[Exercise details] Please copy out the lines of the data below word for word, starting at the line that contains "post in the photo above." and ending at the final line of the data.

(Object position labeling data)
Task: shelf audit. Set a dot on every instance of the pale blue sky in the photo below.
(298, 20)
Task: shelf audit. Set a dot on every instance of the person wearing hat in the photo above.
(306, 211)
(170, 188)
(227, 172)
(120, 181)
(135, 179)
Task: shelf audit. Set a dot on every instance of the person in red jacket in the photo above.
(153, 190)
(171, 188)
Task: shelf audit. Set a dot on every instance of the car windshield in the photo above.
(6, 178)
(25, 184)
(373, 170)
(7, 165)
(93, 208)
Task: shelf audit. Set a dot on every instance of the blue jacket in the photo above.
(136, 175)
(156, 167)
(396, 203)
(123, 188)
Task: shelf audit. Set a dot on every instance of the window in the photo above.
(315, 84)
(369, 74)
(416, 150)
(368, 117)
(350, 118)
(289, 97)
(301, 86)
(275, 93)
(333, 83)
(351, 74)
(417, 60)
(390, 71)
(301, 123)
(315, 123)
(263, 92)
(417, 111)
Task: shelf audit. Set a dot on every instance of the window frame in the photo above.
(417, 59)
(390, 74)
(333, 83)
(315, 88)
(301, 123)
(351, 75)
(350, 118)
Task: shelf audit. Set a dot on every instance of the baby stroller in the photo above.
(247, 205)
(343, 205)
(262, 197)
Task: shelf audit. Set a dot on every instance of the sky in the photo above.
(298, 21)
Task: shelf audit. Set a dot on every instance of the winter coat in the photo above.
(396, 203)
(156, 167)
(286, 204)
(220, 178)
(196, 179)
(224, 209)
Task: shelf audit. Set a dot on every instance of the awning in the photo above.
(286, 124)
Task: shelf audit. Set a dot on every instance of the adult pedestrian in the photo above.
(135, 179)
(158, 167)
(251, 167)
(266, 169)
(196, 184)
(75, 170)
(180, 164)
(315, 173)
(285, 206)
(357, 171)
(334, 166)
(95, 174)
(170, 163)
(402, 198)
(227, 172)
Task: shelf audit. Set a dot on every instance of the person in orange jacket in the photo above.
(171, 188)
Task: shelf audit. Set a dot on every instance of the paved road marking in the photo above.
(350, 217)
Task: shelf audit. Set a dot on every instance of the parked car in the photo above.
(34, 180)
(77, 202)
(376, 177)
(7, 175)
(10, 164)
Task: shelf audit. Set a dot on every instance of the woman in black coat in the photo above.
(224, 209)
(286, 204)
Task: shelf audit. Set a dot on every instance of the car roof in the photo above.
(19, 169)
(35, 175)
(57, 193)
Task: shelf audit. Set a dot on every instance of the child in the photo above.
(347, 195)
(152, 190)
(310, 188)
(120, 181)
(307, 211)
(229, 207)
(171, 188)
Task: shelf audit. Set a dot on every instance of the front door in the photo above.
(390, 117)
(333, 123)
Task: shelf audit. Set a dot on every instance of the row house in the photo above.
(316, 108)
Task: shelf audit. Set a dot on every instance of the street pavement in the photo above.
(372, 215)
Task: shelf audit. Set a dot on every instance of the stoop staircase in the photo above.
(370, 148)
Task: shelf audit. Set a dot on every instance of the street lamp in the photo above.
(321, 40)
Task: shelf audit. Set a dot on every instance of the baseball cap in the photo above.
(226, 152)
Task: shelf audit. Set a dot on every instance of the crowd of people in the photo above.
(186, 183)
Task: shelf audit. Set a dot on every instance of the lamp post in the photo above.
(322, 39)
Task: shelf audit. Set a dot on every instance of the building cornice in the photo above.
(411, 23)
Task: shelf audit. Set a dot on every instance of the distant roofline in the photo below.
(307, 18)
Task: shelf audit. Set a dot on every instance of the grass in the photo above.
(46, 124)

[Written solution]
Task: shelf audit. Set a dot on every instance of the lamp post in the photo above.
(322, 39)
Task: shelf audit. Set a dot on every instance of the building cornice in the photo above.
(411, 23)
Task: shelf audit. Set a dot on every instance of the distant roofline in the photo below.
(307, 18)
Task: shelf audit. Set a dot on every instance of the grass in the photo above.
(46, 124)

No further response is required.